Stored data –
○ ○ ○ ○ ○ ○ ○
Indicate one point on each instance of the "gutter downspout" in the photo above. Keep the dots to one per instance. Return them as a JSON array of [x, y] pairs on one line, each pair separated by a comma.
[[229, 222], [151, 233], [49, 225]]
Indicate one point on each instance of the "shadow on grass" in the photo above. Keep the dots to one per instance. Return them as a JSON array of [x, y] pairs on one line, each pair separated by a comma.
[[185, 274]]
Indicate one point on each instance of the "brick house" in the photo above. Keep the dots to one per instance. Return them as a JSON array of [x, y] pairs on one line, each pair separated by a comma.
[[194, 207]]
○ ○ ○ ○ ○ ○ ○
The problem – Print all of the data exactly as it was given.

Worked solution –
Indicate one point on each instance of the "gutter downspout" in the photo above. Keep the dots to one per instance. Return them as a JSON array of [x, y] pairs on one line, each pair separated by a comma.
[[229, 222], [151, 233], [49, 225]]
Indicate one point on each instance of the "shadow on grass" in the photo above. Keep the dots to one per instance. Return them as a JSON array of [x, y] pairs on one line, each pair separated by a comma.
[[185, 274]]
Indicate one point on each instance of the "brick house" in the photo above. Keep the dots to one per instance. Return them as a JSON array of [x, y] pairs on one line, each pair separated by a comma.
[[194, 207]]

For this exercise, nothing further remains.